[Region labeling items]
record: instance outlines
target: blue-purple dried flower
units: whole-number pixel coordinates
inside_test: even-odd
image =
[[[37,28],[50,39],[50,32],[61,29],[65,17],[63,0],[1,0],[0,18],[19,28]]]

Goal of the exercise :: Copy out the lines of the items above, keeping every character the same.

Result for this exercise ::
record: instance outlines
target: blue-purple dried flower
units: whole-number pixel coordinates
inside_test: even-odd
image =
[[[37,28],[50,39],[50,32],[61,29],[65,17],[63,0],[1,0],[0,18],[19,28]]]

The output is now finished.